→ Work instructions
Copy every line of the following data that includes the string "clump".
[[ Available data, beginning ]]
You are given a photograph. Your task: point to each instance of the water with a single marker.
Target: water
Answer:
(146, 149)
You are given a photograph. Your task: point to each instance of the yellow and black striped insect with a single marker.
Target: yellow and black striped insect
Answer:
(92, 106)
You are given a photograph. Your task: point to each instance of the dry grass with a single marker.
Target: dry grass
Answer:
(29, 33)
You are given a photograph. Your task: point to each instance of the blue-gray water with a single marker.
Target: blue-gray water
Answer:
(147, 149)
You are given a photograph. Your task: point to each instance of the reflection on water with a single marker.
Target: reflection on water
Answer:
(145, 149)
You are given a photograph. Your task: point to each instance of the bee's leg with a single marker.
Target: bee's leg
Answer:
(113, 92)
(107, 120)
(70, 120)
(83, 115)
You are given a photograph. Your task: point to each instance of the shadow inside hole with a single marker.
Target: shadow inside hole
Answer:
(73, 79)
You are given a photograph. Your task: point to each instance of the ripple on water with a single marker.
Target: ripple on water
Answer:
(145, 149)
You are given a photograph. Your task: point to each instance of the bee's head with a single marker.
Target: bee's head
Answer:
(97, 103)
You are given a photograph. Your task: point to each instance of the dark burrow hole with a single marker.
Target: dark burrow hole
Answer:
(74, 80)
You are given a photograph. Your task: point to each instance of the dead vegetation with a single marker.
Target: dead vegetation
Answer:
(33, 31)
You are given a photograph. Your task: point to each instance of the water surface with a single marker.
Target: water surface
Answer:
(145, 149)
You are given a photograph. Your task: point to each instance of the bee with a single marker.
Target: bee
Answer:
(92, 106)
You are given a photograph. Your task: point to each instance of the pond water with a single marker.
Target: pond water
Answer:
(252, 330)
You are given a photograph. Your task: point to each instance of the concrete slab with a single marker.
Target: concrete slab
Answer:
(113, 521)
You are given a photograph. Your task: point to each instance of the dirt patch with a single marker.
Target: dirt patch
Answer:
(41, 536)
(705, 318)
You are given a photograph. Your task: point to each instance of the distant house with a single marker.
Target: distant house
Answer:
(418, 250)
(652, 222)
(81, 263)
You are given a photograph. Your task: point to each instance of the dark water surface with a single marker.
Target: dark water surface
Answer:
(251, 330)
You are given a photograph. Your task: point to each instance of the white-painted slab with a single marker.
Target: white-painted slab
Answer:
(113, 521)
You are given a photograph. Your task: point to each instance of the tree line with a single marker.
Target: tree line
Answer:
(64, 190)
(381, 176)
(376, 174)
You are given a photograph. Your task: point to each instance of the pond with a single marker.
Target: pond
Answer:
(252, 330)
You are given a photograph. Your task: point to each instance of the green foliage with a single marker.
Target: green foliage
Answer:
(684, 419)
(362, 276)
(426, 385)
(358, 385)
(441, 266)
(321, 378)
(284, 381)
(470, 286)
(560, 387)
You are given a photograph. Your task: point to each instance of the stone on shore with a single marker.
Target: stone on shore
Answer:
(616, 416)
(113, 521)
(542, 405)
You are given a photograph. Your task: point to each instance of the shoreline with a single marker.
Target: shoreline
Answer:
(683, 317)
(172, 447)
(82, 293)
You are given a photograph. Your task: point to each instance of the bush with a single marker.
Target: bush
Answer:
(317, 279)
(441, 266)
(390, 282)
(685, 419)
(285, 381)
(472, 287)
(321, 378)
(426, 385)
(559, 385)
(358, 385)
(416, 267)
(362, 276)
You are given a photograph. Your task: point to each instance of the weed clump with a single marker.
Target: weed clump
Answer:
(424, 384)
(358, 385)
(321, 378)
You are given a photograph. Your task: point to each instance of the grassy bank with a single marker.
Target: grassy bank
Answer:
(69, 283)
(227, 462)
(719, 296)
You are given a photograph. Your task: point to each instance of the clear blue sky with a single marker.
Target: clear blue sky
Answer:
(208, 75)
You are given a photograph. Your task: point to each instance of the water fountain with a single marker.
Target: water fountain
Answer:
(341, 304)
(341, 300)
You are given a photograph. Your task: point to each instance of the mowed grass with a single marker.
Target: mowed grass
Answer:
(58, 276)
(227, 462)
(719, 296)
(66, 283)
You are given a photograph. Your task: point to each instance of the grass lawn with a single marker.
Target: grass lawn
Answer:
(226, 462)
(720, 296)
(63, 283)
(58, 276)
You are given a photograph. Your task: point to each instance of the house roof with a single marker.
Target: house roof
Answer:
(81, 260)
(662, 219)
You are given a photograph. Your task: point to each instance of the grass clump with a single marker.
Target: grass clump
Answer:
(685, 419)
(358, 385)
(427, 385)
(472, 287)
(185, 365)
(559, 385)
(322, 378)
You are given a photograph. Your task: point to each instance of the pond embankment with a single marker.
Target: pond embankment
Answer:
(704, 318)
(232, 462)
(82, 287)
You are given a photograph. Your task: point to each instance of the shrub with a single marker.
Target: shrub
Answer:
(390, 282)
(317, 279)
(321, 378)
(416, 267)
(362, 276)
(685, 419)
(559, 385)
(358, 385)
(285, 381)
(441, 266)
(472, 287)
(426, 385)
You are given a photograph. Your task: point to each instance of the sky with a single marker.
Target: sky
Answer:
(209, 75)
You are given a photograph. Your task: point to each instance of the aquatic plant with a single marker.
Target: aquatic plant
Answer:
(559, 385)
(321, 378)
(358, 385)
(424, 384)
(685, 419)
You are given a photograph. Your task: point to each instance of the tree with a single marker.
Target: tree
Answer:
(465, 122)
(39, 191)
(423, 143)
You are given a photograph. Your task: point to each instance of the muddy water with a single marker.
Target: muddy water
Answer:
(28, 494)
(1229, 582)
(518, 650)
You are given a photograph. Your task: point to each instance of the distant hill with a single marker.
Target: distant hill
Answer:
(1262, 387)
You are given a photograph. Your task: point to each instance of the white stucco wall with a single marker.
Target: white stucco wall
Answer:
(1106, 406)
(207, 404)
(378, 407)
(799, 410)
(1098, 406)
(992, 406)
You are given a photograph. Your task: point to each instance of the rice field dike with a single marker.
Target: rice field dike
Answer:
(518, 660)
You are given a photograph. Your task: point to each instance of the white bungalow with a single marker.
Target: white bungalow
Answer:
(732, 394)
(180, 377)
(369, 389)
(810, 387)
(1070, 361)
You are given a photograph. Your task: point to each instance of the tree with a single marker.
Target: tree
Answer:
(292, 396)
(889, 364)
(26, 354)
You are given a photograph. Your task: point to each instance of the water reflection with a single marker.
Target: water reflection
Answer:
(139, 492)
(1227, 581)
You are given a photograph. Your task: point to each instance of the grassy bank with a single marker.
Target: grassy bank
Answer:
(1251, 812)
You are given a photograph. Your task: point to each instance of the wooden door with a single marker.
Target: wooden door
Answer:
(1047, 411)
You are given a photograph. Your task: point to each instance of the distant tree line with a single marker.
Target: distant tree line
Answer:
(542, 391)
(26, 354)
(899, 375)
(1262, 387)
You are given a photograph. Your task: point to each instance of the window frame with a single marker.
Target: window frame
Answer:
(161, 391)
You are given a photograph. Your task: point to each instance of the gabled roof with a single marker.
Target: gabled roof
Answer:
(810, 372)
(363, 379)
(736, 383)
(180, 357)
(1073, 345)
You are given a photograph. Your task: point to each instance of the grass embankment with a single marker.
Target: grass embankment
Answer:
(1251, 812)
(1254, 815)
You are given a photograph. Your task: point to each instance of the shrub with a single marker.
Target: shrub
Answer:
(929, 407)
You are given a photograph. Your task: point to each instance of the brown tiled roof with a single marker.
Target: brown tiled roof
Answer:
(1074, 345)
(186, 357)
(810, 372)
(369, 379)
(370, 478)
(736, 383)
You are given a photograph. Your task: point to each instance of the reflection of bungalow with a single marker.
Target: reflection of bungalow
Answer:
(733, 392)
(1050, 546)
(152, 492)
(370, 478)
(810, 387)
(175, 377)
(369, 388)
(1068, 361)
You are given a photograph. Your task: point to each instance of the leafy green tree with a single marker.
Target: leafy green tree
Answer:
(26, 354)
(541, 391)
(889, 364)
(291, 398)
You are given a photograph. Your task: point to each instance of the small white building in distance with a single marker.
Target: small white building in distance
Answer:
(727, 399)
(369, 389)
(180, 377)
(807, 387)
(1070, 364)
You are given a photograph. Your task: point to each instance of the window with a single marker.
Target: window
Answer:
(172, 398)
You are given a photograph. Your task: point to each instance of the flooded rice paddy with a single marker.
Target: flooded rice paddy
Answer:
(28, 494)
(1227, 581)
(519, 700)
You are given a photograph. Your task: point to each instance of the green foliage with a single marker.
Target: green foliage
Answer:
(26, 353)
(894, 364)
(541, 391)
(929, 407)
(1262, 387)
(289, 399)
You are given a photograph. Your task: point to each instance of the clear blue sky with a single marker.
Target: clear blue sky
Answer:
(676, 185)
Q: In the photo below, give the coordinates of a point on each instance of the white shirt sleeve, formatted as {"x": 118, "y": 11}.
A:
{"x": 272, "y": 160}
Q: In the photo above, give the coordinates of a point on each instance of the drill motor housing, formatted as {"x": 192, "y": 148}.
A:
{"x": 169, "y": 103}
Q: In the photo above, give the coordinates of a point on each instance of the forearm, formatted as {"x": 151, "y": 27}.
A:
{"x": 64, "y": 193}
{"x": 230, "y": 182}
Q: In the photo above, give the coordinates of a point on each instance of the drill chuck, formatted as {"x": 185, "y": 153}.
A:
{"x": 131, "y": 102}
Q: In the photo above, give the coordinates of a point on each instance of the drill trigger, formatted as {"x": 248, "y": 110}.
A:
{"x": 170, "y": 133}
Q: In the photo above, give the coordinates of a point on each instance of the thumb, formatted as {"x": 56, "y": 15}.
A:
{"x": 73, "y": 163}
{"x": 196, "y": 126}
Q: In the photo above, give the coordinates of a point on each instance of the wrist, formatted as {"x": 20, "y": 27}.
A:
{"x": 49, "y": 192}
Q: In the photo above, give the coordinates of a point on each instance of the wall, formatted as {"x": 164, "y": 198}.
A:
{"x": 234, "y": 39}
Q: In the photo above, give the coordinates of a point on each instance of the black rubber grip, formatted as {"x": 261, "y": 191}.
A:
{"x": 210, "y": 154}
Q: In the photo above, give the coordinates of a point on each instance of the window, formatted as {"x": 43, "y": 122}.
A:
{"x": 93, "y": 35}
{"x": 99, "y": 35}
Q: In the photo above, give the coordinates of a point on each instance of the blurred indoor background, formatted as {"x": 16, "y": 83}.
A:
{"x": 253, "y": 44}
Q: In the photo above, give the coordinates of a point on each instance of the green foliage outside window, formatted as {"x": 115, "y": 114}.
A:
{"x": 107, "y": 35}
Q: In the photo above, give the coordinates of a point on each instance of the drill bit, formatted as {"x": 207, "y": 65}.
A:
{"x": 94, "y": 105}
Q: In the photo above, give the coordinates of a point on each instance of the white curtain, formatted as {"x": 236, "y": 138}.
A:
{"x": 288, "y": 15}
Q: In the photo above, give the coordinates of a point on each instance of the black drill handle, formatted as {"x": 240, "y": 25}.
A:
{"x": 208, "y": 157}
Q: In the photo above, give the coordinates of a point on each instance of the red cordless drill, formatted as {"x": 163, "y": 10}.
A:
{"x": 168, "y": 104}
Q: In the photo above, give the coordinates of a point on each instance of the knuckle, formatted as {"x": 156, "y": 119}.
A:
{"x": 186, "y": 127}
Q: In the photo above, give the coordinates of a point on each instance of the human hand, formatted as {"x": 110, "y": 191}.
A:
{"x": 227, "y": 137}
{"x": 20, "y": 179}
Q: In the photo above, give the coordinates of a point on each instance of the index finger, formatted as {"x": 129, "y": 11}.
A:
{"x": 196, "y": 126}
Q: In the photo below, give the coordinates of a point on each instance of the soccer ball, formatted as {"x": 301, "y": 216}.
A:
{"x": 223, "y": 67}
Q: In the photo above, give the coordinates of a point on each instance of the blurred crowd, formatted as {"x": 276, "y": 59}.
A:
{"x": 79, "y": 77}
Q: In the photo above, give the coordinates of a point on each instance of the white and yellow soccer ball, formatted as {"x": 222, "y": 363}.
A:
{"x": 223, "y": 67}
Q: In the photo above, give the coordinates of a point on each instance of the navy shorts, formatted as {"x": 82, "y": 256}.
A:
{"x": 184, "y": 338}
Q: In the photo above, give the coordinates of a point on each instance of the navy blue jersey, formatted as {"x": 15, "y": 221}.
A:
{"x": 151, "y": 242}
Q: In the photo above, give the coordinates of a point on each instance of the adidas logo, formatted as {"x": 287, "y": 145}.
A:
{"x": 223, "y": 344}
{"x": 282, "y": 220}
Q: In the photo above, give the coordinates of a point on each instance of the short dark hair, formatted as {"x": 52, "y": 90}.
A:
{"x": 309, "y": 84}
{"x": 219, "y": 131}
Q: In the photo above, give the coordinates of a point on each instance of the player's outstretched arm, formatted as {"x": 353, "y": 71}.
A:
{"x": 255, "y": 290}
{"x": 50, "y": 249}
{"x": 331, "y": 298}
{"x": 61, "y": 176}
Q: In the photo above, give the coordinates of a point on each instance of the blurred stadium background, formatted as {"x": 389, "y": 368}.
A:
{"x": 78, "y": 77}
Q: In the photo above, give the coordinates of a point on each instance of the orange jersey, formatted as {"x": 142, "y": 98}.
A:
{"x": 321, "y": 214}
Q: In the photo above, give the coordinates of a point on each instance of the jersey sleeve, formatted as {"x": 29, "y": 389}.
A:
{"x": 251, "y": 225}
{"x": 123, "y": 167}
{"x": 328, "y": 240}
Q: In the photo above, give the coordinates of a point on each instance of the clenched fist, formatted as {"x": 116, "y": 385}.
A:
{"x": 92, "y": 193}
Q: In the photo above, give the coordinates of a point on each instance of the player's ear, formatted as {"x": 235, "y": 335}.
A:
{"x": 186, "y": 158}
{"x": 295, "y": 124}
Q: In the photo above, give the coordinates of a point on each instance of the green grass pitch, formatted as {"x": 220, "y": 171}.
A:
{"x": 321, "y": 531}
[[ Available data, end ]]
→ Written answer
You are given a photograph. Your task: point to each instance of the weed clump with a single marker.
Target: weed clump
You are given a photograph. Your task: point to each instance of the grass clump with a single marker.
Target: grass clump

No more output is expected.